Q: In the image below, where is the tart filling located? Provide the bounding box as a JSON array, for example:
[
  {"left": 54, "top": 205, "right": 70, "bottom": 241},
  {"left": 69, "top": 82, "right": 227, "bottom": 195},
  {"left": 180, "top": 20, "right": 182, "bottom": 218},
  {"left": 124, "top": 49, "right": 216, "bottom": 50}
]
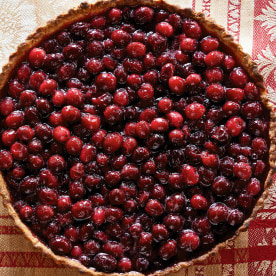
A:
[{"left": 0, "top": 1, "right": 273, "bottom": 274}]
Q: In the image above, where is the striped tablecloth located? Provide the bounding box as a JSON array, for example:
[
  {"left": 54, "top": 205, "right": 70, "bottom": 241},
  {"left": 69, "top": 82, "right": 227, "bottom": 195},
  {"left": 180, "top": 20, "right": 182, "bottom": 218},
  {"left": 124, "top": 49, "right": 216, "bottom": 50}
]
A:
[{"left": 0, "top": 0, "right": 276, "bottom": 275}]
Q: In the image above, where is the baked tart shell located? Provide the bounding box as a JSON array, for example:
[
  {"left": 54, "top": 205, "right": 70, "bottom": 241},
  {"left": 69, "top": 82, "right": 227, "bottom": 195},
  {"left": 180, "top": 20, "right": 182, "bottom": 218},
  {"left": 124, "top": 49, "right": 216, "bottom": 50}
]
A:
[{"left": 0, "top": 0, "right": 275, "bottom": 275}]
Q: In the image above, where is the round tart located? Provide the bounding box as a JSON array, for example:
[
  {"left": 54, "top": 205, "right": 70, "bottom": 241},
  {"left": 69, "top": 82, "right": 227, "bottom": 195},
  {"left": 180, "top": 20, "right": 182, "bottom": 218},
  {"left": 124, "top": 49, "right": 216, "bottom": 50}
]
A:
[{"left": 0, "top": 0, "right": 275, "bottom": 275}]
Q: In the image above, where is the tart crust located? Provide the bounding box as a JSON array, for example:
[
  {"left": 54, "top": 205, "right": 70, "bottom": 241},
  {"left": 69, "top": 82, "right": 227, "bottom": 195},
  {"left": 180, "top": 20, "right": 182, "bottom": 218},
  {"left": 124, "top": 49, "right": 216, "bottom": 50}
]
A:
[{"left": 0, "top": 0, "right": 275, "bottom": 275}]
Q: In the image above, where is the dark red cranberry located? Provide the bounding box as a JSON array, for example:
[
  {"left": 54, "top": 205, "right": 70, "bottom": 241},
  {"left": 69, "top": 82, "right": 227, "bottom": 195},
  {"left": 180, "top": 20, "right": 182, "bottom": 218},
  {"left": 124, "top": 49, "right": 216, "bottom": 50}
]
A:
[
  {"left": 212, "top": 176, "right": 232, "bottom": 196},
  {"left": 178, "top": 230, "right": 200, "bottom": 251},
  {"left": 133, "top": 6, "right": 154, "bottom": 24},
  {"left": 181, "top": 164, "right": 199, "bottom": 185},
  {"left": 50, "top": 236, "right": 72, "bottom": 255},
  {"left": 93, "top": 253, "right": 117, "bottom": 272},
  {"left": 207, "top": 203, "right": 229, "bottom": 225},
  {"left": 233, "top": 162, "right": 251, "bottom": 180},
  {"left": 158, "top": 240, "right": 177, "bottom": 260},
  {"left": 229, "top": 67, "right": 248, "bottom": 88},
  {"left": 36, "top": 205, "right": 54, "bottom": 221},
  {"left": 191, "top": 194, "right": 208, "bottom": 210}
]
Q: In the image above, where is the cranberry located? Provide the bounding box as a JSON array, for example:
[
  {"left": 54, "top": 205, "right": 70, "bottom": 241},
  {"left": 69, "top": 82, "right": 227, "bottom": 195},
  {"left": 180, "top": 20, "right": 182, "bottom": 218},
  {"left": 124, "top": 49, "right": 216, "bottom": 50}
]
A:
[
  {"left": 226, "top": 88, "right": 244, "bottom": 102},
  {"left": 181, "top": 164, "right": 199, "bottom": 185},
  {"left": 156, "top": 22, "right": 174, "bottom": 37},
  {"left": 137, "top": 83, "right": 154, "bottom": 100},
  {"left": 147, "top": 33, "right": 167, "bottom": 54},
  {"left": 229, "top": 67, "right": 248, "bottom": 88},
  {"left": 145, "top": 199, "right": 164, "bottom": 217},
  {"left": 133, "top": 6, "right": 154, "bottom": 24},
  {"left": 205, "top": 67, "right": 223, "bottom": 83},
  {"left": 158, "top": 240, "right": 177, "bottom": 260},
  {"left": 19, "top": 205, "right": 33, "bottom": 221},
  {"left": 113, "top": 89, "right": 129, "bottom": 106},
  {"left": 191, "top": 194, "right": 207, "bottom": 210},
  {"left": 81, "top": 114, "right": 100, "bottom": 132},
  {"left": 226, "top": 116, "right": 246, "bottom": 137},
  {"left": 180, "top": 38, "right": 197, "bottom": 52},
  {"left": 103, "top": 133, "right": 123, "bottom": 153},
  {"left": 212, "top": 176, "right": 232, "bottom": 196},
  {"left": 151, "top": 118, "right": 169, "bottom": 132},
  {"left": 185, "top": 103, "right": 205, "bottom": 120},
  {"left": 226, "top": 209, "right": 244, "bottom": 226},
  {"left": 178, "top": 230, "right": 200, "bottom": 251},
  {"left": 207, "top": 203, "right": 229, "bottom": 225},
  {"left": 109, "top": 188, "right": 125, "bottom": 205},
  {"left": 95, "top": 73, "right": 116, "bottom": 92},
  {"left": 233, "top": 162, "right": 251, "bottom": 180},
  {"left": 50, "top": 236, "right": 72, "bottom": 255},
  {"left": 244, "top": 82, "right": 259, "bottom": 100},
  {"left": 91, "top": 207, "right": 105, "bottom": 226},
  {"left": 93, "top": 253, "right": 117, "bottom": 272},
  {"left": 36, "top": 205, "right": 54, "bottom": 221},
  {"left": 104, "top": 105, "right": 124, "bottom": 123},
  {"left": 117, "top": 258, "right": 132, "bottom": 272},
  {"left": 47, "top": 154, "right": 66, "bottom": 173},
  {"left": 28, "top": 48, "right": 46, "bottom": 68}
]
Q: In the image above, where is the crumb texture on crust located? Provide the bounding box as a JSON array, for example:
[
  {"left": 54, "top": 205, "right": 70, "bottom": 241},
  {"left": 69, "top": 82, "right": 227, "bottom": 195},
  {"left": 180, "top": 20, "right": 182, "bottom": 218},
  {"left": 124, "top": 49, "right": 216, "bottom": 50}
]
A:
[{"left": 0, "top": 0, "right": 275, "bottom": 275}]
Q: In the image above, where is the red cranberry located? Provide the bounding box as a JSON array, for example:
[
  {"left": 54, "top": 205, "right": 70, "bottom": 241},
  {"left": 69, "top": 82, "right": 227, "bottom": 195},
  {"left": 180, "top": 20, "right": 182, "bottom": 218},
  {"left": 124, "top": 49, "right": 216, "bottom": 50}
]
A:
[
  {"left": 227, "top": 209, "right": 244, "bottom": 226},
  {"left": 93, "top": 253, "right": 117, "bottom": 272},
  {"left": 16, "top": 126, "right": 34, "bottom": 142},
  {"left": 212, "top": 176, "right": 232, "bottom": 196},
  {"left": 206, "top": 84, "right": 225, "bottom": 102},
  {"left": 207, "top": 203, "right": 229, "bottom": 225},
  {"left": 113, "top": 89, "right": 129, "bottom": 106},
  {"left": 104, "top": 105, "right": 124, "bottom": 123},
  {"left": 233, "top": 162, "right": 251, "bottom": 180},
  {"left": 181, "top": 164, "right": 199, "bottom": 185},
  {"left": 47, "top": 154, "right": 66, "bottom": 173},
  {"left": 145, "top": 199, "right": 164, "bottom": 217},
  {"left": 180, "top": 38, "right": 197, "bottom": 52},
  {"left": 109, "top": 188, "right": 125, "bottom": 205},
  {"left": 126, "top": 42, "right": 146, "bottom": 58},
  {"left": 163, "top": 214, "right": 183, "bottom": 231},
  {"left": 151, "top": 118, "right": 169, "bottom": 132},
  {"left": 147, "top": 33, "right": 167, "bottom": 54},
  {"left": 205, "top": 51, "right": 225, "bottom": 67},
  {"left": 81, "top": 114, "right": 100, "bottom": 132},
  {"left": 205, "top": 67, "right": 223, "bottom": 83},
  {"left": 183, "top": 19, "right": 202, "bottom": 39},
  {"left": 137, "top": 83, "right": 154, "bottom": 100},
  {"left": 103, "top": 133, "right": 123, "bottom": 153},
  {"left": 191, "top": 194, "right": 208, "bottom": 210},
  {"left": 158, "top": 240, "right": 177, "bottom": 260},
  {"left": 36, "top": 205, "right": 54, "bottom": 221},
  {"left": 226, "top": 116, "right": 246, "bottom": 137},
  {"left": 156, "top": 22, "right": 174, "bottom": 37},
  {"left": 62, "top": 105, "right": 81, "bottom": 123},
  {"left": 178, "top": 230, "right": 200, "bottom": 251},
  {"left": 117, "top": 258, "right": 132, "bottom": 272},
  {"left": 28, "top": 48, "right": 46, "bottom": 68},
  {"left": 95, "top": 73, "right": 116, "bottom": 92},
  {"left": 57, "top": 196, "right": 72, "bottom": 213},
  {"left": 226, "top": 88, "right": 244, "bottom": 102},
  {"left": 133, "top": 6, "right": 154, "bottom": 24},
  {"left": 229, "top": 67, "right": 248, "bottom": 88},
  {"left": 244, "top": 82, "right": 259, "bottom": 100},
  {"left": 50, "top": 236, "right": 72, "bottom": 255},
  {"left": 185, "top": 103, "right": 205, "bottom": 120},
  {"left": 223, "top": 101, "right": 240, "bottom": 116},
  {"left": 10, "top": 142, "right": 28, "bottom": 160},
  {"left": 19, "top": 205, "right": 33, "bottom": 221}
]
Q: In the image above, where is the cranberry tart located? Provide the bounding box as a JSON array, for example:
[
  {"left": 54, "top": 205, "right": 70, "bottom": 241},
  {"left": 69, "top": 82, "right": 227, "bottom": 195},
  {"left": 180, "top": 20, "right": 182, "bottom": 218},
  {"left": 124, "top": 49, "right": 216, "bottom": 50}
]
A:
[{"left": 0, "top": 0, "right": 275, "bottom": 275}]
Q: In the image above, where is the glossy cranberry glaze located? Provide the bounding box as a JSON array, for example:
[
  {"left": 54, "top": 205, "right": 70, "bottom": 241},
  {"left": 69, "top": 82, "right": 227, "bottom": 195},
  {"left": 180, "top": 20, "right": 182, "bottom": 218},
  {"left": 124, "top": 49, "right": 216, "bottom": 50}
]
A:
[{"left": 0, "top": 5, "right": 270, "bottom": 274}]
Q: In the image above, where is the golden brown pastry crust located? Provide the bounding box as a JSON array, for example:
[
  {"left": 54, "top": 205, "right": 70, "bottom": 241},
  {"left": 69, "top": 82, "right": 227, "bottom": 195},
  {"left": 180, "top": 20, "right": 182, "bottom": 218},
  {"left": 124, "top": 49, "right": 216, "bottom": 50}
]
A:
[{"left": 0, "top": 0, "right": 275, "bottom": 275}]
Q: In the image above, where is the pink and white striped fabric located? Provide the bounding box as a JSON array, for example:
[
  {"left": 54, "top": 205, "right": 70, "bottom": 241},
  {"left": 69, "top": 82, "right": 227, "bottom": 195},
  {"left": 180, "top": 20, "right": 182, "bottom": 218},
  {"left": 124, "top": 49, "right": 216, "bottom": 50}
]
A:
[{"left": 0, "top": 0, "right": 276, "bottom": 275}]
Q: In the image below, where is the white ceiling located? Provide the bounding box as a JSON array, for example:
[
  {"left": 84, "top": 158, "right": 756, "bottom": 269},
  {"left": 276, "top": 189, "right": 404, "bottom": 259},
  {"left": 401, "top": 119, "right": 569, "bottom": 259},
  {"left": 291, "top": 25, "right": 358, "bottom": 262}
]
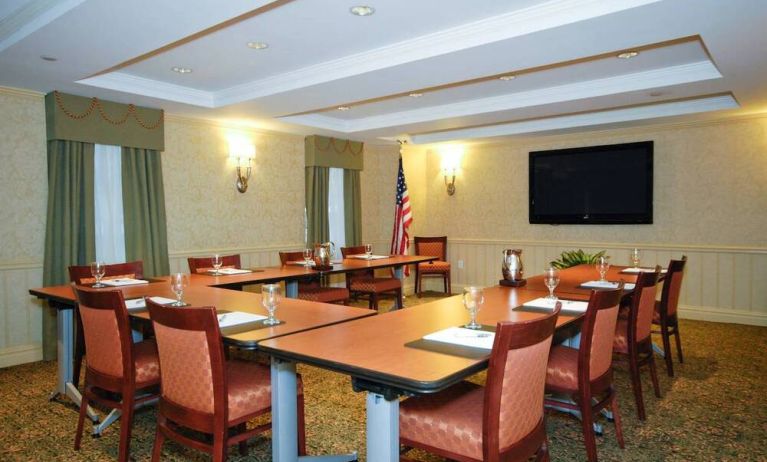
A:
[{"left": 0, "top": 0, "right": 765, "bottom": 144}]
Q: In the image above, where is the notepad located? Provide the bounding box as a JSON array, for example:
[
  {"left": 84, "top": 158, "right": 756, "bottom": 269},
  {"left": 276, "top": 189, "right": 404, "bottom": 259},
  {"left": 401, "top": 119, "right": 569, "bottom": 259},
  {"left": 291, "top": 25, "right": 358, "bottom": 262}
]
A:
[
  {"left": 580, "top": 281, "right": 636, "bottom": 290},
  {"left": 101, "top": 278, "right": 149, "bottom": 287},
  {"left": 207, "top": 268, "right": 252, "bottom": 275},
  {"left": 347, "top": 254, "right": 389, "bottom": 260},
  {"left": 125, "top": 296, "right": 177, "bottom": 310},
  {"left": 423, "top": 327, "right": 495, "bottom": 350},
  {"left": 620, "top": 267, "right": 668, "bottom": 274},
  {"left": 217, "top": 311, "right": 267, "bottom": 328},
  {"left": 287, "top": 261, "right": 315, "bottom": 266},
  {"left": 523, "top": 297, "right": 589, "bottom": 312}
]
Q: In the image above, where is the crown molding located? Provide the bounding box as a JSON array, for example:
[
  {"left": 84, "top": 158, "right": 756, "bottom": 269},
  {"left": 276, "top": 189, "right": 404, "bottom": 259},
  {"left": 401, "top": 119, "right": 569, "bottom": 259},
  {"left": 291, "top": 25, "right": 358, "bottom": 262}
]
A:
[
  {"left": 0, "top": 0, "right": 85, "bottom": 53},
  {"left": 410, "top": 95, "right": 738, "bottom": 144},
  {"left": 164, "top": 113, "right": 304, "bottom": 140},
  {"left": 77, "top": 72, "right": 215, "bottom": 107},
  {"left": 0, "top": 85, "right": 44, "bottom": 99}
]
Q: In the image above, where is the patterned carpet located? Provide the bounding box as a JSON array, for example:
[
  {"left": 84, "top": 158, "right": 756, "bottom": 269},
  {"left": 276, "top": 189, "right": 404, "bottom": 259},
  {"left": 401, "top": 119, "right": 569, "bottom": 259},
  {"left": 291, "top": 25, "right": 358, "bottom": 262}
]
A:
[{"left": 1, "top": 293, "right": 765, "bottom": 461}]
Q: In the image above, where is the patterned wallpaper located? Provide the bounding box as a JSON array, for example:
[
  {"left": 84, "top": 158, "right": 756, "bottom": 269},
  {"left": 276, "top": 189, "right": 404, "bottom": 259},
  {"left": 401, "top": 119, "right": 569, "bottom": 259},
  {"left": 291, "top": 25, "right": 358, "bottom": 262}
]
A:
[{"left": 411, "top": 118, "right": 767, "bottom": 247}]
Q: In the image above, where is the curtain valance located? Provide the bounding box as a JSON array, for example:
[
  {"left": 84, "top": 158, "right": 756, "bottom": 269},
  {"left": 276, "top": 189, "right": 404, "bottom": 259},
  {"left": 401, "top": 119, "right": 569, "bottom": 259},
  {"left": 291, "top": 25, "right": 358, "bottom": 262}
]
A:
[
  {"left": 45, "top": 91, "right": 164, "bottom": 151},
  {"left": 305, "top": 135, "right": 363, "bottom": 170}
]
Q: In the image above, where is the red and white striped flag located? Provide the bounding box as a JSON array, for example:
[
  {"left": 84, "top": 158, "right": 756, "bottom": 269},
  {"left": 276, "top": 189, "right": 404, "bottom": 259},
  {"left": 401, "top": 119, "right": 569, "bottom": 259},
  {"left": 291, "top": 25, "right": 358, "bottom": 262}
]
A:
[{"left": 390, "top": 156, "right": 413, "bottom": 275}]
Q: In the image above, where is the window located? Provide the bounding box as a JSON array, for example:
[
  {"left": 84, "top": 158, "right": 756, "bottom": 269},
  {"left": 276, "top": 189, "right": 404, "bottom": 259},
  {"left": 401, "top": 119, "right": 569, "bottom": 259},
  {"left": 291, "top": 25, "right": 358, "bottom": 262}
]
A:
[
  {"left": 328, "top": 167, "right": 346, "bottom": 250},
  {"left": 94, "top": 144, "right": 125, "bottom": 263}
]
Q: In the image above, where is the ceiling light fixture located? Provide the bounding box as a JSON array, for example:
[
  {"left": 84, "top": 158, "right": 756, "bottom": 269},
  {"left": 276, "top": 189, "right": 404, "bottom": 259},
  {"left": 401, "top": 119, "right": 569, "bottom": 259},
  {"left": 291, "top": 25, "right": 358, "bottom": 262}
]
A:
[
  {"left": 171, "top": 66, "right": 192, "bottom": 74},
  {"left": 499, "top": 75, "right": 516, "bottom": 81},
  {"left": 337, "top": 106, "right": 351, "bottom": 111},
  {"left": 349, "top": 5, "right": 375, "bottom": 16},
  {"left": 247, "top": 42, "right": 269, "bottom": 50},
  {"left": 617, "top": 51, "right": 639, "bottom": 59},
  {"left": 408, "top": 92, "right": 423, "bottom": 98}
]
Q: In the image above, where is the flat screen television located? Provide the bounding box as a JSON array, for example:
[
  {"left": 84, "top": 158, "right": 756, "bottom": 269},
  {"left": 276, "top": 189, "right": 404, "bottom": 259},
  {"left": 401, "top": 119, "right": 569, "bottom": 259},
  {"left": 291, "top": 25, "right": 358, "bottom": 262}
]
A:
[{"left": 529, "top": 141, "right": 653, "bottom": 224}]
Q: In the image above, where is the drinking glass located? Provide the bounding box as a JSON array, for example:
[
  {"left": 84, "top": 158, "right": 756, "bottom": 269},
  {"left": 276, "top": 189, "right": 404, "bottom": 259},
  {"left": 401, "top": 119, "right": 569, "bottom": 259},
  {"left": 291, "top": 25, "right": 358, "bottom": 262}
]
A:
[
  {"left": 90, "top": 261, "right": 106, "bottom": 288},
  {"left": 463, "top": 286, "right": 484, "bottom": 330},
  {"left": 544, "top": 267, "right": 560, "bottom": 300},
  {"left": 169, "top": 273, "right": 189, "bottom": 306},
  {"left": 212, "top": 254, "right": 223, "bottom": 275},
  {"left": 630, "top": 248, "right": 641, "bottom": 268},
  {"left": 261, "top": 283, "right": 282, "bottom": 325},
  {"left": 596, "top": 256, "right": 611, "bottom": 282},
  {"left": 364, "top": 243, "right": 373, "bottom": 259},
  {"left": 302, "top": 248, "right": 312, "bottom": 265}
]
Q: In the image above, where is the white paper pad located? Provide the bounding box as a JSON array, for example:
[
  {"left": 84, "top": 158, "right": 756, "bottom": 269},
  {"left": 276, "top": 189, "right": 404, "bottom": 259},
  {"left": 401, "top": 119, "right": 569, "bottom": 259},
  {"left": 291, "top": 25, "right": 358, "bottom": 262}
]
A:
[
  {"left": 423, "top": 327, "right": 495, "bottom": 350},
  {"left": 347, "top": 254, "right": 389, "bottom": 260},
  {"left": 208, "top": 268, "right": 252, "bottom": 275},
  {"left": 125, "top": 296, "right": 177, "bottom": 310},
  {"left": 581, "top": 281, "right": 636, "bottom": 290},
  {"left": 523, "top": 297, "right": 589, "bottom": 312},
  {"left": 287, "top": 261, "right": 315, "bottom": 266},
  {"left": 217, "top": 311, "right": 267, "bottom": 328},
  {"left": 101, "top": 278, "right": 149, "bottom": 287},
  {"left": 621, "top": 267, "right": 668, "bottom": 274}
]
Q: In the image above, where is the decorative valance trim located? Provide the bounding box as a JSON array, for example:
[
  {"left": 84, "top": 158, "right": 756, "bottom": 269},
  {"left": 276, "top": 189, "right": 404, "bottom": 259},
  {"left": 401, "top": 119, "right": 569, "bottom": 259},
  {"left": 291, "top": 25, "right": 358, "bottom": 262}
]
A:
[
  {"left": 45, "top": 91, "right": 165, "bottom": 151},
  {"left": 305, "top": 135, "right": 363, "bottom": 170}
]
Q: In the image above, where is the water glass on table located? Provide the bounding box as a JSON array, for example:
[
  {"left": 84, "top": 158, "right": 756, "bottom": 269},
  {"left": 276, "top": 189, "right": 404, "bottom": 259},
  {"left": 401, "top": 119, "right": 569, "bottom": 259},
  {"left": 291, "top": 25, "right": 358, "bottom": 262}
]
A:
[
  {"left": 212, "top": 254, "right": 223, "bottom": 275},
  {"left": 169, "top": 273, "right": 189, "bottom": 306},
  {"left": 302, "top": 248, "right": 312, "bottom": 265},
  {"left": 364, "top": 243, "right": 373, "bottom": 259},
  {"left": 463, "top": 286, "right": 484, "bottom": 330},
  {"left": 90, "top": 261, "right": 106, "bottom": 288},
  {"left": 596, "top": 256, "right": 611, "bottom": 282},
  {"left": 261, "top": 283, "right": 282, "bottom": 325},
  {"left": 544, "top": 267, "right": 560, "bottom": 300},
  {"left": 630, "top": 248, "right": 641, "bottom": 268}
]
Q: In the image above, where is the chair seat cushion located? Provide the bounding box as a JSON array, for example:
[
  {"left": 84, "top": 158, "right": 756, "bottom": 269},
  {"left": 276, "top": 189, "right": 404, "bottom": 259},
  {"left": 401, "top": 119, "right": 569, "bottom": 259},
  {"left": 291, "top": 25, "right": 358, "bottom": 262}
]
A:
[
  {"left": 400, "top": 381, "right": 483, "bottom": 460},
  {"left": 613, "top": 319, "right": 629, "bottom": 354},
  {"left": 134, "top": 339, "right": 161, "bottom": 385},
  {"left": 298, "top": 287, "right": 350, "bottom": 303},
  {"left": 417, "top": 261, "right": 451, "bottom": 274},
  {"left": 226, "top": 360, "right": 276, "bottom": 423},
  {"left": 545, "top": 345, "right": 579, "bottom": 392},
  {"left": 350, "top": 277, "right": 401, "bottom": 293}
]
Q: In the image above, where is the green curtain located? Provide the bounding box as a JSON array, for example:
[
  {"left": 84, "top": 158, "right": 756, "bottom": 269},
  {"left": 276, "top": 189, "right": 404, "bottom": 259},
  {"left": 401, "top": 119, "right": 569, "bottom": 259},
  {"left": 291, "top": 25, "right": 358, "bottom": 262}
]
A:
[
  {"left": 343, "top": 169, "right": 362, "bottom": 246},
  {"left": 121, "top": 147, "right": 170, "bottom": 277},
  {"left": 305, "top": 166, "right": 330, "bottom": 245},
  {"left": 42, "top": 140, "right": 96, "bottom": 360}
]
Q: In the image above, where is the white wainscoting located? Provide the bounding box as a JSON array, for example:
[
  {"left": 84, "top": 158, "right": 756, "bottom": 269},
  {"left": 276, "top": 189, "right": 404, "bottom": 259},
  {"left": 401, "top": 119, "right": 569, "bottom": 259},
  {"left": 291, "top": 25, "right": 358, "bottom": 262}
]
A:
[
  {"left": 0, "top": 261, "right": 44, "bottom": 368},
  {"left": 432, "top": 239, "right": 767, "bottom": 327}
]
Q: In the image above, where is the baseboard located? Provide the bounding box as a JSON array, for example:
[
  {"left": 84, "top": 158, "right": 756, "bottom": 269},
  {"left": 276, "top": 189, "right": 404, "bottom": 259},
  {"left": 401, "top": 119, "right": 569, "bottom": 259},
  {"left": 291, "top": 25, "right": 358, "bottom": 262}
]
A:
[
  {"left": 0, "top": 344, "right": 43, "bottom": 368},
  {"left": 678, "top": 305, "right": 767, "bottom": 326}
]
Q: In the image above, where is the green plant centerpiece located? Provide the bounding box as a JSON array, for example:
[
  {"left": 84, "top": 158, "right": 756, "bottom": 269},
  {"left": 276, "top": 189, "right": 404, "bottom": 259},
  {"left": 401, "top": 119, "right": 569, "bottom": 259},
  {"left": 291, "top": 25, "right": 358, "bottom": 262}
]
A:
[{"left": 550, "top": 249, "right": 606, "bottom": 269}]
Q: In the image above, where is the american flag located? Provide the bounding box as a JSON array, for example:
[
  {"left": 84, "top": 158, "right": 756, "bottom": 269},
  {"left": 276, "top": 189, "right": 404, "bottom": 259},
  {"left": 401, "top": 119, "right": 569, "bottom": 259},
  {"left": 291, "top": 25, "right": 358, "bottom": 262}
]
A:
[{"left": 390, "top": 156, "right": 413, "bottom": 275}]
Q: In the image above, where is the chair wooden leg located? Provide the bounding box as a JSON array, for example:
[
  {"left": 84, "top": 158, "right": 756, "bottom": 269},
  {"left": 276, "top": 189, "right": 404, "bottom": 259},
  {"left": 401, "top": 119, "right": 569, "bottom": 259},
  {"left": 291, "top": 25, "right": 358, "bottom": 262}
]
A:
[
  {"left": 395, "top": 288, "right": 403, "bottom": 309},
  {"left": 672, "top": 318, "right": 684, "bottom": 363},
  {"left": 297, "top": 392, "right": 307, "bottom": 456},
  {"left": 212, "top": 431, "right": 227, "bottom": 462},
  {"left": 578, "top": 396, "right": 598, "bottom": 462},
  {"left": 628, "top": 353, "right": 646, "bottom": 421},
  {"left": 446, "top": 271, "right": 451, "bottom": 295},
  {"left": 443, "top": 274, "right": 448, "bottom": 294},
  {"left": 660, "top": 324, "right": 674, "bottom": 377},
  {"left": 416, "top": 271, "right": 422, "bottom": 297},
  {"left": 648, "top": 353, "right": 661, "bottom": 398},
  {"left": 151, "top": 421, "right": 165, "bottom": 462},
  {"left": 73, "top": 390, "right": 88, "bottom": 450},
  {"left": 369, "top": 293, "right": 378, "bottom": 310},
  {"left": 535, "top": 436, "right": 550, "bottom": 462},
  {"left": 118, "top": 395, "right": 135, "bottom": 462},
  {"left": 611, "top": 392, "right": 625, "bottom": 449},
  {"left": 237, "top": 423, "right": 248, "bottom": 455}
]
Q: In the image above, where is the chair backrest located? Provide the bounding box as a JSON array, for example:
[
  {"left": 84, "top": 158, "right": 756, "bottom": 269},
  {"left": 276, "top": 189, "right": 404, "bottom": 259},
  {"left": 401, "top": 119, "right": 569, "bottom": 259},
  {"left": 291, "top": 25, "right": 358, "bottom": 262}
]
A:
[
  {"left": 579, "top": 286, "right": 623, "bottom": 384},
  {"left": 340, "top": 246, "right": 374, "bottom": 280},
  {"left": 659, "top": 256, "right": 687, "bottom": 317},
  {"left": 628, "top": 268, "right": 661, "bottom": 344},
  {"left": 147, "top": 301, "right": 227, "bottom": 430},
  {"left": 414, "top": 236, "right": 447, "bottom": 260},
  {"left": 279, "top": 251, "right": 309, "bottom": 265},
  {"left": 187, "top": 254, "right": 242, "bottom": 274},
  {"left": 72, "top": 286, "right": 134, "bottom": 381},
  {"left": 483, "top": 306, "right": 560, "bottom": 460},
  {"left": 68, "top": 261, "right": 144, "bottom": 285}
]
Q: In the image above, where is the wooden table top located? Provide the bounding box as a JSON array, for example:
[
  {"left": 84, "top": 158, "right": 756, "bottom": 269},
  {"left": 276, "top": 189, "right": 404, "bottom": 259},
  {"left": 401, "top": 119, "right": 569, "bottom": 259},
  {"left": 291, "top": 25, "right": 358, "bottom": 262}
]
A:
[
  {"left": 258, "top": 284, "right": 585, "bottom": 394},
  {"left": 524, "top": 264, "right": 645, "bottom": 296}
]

WORK ORDER » What is the number of lines in the data above that contain the word "below"? Report the figure only.

SOLUTION TO THE PROBLEM » 2